Statistical Yearbook of the Czech Republic

 

Education - methodology

Contents
Most data shown in this chapter (Tables 21-1 to 21-38) are taken over from the database of or publications brought out by the Institute for Information on Education affiliated to the Ministry of Education, Youth and Sports of the CR and dealing with education statistics. The Institute conducts 100% statistical surveys and being in charge of methodology and organization it ensures the processing of data on the Czech Republic and its regions for all types of schools, including secondary schools and universities belonging to the Ministry of Defence of the CR and the Ministry of the Interior of the CR that are not included under the Ministry of Education, Youth and Sports of the CR. Information on these schools are thus given in a separate table.
The system of education in the Czech Republic used since 1996

Nursery schools provide pre-school education to children aged three until they enter basic school. School attendance is not compulsory.

Basic schools provide compulsory 9-year education to all eligible children usually from their 6 years of age. They are divided into the first stage and the second stage. The first stage takes five years and the second stage four years. The last four or two years of compulsory nine-year school attendance can be finished at eight-year or six-year grammar schools or dancing conservatoires.

Grammar schools provide full secondary education during four, six or eight years of study. The education is focussed on the preparation of its pupils for university studies in particular and completed by the General Certificate of Secondary Education (GCSE).

Secondary technical schools offer four-year subject fields completed by GCSE and two-year or four-year subject fields completed by final examination. The aim of these schools is to prepare their pupils for professional activities in practice. A specific type of the secondary technical school is performing arts schools where singing, music, dancing and drama are studied. They usually have 6 to 8 grades and the study is completed by final examinations (they thus provide higher professional education).

Secondary vocational schools prepare their pupils for manual occupations and professional activities. They offer two-year and three-year subject fields completed by final examination and four-year subject fields completed by GCSE.

Vocational schools prepare their pupils for manual occupations in two-year subject fields with specially adjusted syllabuses for pupils who finished basic school in lower grades. The graduates receive certificates of apprenticeship.

Higher professional schools provide two-year to three-and-a-half-year study to graduates from subject fields completed by GCSE. Graduates from higher professional schools receive diplomas.

Universities: citizens who have completed their full secondary general education or full secondary technical education can study at university (except for arts where this requirement need not be met if the applicant is exceptionally talented). Universities offer single-stage or two-stage study and doctoral study. The single stage study has either three-year bachelor subject fields or four-year to six-year master ones. Certain universities provide two-stage study where graduates from the bachelor study programme can continue in two-year to three-year master study programme. The three-year study is completed by state examination and the four-year to six-year study also by the defending of thesis. This can be followed up by a doctoral study programme focussed on science, independent creative activities in the area of research, development or art. The standard duration of the doctoral study is three years.

Special schools and establishments are designed for children and pupils who are mentally and/or physically handicapped, with impaired hearing, vision and/or speech, with development disorders and/or or are placed in schools established in hospitals, sanatoria and therapeutical establishments as well as in reform schools and correctional facilities, and cannot attend standard schools because of their handicaps.

- [Saved entries]
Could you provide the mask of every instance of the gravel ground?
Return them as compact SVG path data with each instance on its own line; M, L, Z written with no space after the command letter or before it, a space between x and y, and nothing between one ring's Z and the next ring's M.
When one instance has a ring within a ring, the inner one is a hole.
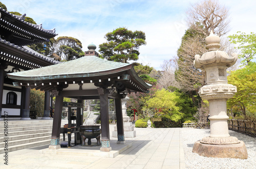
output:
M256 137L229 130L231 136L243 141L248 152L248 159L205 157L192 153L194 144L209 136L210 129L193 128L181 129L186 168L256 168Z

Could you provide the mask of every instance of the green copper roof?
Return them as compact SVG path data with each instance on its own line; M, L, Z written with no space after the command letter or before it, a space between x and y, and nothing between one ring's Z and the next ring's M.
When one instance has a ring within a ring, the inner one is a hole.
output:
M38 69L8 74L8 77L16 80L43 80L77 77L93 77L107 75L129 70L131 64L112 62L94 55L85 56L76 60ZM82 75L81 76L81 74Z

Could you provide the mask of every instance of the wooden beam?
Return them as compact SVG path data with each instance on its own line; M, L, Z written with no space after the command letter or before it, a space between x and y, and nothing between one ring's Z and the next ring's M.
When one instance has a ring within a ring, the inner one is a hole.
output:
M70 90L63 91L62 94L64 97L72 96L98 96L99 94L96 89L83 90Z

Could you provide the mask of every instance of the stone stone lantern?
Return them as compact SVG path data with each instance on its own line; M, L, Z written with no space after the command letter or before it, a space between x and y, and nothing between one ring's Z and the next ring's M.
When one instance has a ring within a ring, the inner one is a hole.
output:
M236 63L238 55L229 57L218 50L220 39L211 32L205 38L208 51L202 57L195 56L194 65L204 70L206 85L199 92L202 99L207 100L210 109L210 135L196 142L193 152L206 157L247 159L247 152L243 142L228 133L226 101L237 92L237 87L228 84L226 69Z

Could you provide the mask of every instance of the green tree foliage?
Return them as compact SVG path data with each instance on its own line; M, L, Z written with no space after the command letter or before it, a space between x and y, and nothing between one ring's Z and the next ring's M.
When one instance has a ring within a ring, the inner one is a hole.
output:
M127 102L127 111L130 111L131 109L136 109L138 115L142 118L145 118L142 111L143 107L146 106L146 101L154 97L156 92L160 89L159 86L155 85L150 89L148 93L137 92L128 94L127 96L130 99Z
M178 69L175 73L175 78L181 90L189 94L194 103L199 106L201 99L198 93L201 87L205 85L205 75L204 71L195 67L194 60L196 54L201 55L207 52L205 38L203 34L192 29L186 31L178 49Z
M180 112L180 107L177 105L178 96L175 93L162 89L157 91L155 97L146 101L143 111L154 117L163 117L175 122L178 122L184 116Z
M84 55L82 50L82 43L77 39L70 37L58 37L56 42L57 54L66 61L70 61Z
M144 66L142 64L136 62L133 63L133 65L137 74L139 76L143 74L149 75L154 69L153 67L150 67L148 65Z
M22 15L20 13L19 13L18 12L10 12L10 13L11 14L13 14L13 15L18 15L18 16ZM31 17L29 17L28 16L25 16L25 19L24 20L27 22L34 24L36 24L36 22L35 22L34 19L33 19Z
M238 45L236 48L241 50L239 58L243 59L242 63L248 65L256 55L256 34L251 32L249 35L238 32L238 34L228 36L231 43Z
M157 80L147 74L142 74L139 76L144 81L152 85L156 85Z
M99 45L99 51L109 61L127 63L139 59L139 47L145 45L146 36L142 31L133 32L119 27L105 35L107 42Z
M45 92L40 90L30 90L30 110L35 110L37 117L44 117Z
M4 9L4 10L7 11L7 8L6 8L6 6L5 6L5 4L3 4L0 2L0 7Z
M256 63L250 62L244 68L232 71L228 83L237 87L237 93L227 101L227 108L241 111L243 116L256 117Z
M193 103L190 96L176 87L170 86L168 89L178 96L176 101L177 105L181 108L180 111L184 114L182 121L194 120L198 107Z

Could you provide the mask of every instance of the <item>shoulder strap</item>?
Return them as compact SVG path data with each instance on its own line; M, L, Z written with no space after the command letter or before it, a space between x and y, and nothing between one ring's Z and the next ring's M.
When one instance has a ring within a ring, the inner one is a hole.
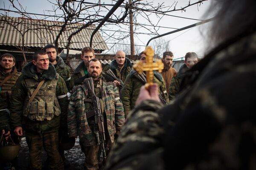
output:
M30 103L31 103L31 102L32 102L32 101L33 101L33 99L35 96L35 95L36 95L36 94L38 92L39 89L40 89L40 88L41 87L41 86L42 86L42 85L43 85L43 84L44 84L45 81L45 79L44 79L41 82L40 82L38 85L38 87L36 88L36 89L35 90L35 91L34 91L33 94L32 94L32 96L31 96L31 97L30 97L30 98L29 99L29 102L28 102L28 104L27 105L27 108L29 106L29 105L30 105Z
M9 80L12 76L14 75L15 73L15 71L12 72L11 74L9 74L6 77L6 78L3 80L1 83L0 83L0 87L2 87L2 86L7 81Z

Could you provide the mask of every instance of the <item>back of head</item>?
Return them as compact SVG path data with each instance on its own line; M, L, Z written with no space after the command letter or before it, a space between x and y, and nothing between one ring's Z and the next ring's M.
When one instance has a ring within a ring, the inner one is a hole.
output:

- [THINGS TO DO]
**1.** Quote the passage of the Czech education methodology text that opens with the words containing "Nursery schools provide" and closes with "or dancing conservatoires.".
**2.** According to the Czech education methodology text, what is the standard duration of doctoral study?
**3.** Carry on the Czech education methodology text from the point where it stops.

- [WRITTEN RESPONSES]
**1.**
Nursery schools provide pre-school education to children aged three until they enter basic school. School attendance is not compulsory.

Basic schools provide compulsory 9-year education to all eligible children usually from their 6 years of age. They are divided into the first stage and the second stage. The first stage takes five years and the second stage four years. The last four or two years of compulsory nine-year school attendance can be finished at eight-year or six-year grammar schools or dancing conservatoires.

**2.** Three years.

**3.**
Pre-school education is provided to such children and pupils by special nurseries.

Basic compulsory education is provided by special basic schools, remedial schools, auxiliary schools or preparatory stages.

Secondary education is provided by special grammar schools, secondary schools, home economics schools and special vocational schools.

Special educational establishments include children’s educational institutions, educational institutions for young people, educational institutions for children and young people, educational institutions for underage mothers, institutions with educational-therapeutic system, and departments with educational-therapeutic system.


Breakdown by form of study

Secondary education breaks down into initial study and other forms of study. The other forms of study include distance study, evening study, external study and combined study.

Grammar schools organize initial study, external study, distance study and evening study.

Secondary technical schools and secondary vocational schools provide, in addition to initial study, external study, evening study and combined study.

Higher professional schools provide initial study and distance study only.

Universities provide full-time study as well as distance study and combined study in the framework of other forms of study.



Notes on tables


Table 21-1. Nursery schools

Beginning from the school year 1997/98, only nursery schools are included, while these figures also included the number of crčche/nursery school combinations in preceding years.

The data on nursery schools with all-day operation exclude nursery schools with half-day operation and residential nursery schools.


Table 21-6. Pupils and teachers at basic schools: by grade

The number of pupils who left basic schools in the previous school year includes pupils who completed compulsory education and entered multiple-year grammar schools, dancing schools, etc.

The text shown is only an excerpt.